Collection entries:
--
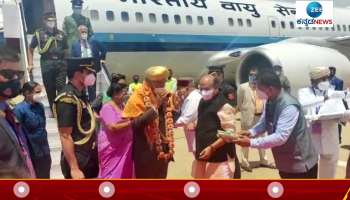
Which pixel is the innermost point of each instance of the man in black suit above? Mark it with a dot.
(15, 161)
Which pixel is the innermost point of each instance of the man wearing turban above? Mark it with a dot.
(150, 108)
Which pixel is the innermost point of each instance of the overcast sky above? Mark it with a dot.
(338, 3)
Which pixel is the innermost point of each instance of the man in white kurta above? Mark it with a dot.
(324, 132)
(189, 110)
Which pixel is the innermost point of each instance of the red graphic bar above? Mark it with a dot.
(174, 189)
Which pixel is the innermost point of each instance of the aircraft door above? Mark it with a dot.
(274, 26)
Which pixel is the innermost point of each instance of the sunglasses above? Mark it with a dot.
(12, 74)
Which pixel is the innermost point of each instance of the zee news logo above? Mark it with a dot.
(314, 10)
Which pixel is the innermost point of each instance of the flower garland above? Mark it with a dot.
(153, 133)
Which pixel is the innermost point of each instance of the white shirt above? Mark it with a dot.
(85, 49)
(189, 108)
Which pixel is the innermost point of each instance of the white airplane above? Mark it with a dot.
(188, 35)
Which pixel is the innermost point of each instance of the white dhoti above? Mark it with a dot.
(211, 170)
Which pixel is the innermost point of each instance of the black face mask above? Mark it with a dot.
(13, 85)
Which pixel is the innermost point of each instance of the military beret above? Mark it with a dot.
(49, 16)
(77, 3)
(76, 64)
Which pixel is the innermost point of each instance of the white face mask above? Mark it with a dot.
(39, 97)
(207, 94)
(160, 91)
(51, 24)
(84, 36)
(89, 80)
(77, 11)
(261, 95)
(324, 85)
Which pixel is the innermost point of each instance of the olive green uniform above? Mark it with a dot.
(67, 107)
(52, 48)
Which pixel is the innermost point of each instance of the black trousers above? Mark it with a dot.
(311, 174)
(42, 166)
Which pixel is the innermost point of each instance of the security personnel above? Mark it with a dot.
(52, 46)
(76, 122)
(72, 22)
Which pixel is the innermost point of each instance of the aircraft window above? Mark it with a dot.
(273, 24)
(230, 22)
(240, 22)
(177, 19)
(110, 15)
(189, 19)
(200, 20)
(125, 16)
(291, 24)
(152, 18)
(94, 15)
(165, 18)
(139, 17)
(249, 23)
(211, 21)
(283, 24)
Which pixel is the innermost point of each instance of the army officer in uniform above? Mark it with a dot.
(52, 46)
(76, 122)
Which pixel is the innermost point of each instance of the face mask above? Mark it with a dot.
(89, 80)
(252, 79)
(160, 91)
(84, 36)
(10, 89)
(207, 94)
(261, 95)
(324, 85)
(77, 11)
(39, 97)
(51, 24)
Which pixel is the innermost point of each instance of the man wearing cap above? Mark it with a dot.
(52, 46)
(190, 96)
(76, 122)
(72, 22)
(171, 83)
(218, 71)
(324, 132)
(150, 109)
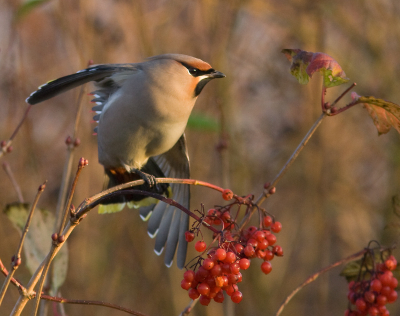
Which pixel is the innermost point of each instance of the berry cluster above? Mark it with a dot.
(220, 270)
(369, 297)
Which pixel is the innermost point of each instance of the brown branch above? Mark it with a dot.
(316, 275)
(69, 301)
(16, 261)
(5, 148)
(14, 182)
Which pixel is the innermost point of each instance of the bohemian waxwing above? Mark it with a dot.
(142, 111)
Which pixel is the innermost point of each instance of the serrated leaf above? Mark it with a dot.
(385, 114)
(28, 6)
(37, 242)
(203, 122)
(305, 64)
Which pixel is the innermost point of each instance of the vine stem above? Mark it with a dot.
(17, 257)
(316, 275)
(290, 161)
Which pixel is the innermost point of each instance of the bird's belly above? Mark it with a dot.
(132, 145)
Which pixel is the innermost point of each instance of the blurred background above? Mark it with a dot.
(335, 199)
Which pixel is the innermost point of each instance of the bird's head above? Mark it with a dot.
(191, 72)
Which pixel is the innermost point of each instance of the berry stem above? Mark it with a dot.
(14, 264)
(316, 275)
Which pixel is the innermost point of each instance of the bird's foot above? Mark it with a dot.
(150, 181)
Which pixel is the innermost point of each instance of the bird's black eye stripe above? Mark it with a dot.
(197, 72)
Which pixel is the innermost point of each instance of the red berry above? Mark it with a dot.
(216, 270)
(231, 289)
(373, 311)
(369, 296)
(200, 246)
(259, 235)
(189, 236)
(386, 277)
(361, 304)
(236, 297)
(392, 297)
(203, 288)
(266, 267)
(226, 216)
(381, 300)
(269, 255)
(393, 283)
(220, 281)
(189, 275)
(244, 263)
(235, 268)
(249, 251)
(267, 221)
(263, 245)
(219, 298)
(227, 195)
(238, 248)
(208, 264)
(204, 300)
(253, 242)
(271, 239)
(260, 254)
(193, 294)
(276, 227)
(220, 254)
(230, 257)
(278, 251)
(376, 285)
(186, 284)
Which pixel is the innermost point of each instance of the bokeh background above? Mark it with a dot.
(335, 199)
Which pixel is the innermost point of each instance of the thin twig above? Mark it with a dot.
(292, 158)
(316, 275)
(56, 243)
(14, 182)
(343, 94)
(69, 301)
(69, 160)
(17, 257)
(189, 308)
(87, 302)
(4, 148)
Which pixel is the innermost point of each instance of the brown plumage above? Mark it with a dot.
(142, 111)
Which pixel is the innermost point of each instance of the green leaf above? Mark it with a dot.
(385, 114)
(203, 122)
(38, 240)
(304, 64)
(28, 6)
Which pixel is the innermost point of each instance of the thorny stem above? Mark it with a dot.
(17, 257)
(292, 158)
(188, 309)
(4, 148)
(14, 182)
(81, 165)
(85, 207)
(56, 244)
(343, 94)
(316, 275)
(69, 160)
(69, 301)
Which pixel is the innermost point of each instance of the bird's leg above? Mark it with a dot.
(149, 179)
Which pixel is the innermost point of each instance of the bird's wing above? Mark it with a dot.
(95, 73)
(168, 222)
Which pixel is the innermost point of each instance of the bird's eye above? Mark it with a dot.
(193, 71)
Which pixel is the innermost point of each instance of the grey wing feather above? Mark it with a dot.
(175, 164)
(94, 73)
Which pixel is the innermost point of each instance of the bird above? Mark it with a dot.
(142, 110)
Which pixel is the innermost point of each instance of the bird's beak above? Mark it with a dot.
(216, 74)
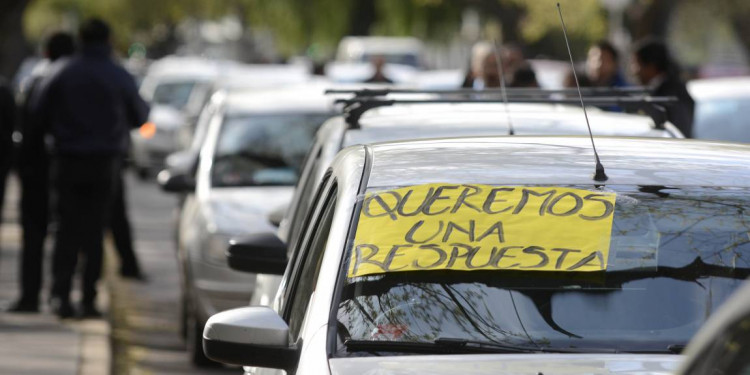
--
**EXERCISE BRIEF**
Reproduce the part of the material that opens with the line containing "green leaf above? Mark it with a dot." and runs through the end of the material, keeping the requests and adding -25 to every coordinate in the answers. Leave the pictures out of your answer.

**THE RESPONSE**
Which pixel is the innermost point of each instance of the green leaf above? Mark it with a dot.
(360, 89)
(178, 97)
(13, 215)
(279, 39)
(3, -19)
Which pixel is the innermost point of each instance of the thorny stem above? Mark it with a dot.
(-8, 232)
(267, 133)
(163, 284)
(-21, 123)
(-11, 157)
(56, 140)
(60, 182)
(31, 219)
(318, 69)
(291, 250)
(44, 135)
(44, 276)
Which pixel is the innermost point of each instance of the bird's leg above? Mark it with a dot.
(124, 154)
Which pixel is the innermost point of each instance of the bird's wing above? Mark it with a dot.
(70, 48)
(143, 197)
Which pixel is the innermost point of each instance of the bird's eye above? Mark it with a dot.
(168, 46)
Which pixel is the innermost point of each instance of the grey wing feather above? Mark it with a dot.
(150, 139)
(69, 48)
Which pixel is the innermost point of each instance of the bird above? Mark it with a dot.
(117, 85)
Which pixel is the innermost point of each instance of the bird's beak above? Mark it with a dot.
(191, 49)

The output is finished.